§ Exercise data
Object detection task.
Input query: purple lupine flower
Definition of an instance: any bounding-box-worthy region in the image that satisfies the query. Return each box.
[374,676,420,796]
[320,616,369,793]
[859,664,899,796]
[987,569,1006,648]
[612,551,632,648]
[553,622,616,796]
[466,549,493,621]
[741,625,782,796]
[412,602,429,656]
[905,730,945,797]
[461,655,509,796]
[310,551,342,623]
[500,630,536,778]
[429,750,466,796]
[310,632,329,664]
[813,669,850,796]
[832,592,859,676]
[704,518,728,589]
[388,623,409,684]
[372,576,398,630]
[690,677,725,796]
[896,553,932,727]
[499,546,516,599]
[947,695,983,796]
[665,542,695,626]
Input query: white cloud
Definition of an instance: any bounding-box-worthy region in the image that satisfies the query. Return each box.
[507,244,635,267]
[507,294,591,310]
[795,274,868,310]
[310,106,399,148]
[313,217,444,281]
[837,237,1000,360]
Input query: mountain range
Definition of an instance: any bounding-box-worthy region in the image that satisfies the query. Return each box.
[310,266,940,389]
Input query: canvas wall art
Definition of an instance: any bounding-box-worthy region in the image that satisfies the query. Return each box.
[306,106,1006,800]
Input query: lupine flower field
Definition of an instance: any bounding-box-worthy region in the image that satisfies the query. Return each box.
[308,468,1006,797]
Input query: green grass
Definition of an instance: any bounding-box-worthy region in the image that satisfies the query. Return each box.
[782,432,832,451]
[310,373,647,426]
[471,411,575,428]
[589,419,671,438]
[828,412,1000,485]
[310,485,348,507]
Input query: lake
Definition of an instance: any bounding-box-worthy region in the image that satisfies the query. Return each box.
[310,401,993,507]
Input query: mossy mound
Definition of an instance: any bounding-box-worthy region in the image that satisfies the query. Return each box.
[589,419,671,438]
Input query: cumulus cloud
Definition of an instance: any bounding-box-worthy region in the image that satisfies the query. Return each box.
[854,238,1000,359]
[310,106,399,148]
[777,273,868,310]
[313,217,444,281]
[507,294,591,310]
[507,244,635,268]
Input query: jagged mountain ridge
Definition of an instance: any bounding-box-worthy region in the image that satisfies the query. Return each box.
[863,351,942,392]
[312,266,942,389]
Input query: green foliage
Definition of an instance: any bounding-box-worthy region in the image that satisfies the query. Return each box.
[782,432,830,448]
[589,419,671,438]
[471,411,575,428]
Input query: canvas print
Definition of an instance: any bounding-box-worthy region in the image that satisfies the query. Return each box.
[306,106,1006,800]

§ Work to do
Write out all of the entries above again, replacing "Input query" with "Search phrase" and leaving everything else unchanged.

§ Completed exercise
Object detection task.
Search phrase: purple lupine flower
Definition of an instance: any bounding-box-worthy region in the image that satisfies the query. Return each box.
[374,676,420,796]
[320,616,369,793]
[859,664,899,796]
[987,569,1006,648]
[612,551,632,648]
[553,622,616,796]
[466,549,493,621]
[741,625,782,796]
[412,602,429,656]
[905,730,945,797]
[461,655,509,796]
[310,551,342,623]
[500,630,536,778]
[429,750,466,796]
[310,632,329,664]
[813,669,850,796]
[832,592,859,676]
[704,518,728,589]
[388,623,409,684]
[372,576,398,630]
[690,677,725,796]
[896,553,932,727]
[499,546,516,599]
[947,695,983,796]
[665,542,695,626]
Search phrase: white cloud
Definition of an instance: any bounding-box-worthy region in the image that satisfies the query. Return each box.
[507,244,635,267]
[507,294,591,310]
[795,274,868,310]
[310,106,399,148]
[313,217,444,281]
[837,237,1000,360]
Search phrase: mountain range
Definition of an instance: any bounding-box-worthy region in the image that satisfies the query. Return each box.
[310,266,940,389]
Search phrase: canvas wall art
Definition of an instance: any bounding-box-worthy region in the image that satisfies the query. Return each box.
[306,106,1006,800]
Search phrase: lupine flower field
Definition of an instance: any bounding-box-worthy region in the image that satisfies the query. Return each box.
[308,468,1006,797]
Search phrase: green grass
Definition of an instance: any bounding-box-worthy region in the image that satisfies the query. Return each box.
[782,432,832,451]
[310,373,647,426]
[471,411,575,428]
[589,419,671,438]
[828,412,1000,485]
[310,485,348,507]
Search phrase: lake
Definition of an instance: any bounding-box-worthy region in the image that satisfies the query. Return each box.
[310,401,993,507]
Search phrase: mossy mound
Definition of an instance: any bounding-box-worthy region in the image that satisfies the query. Return each box.
[589,419,671,438]
Search phrase: cumulus cloud
Definition of an instance: any bounding-box-worthy region in the image that satisfies the query. Return each box.
[854,238,1000,359]
[310,106,399,148]
[777,273,868,310]
[313,217,444,281]
[507,294,591,310]
[507,244,635,268]
Search phrase: jagged mountain ridge
Definition of an instance: any bounding-box-worthy region in the image that satisfies the query. Return each box.
[863,351,942,392]
[312,266,942,389]
Search phrase: green foliage
Definition of an instance: any bounding-box-worthy region in the image that satisfies the query. Return each box.
[782,432,830,448]
[589,419,671,438]
[471,411,575,428]
Search phrase: canvas print
Definition of an instance: any bounding-box-worthy region in the image that satisfies the query. Return each box.
[306,106,1006,800]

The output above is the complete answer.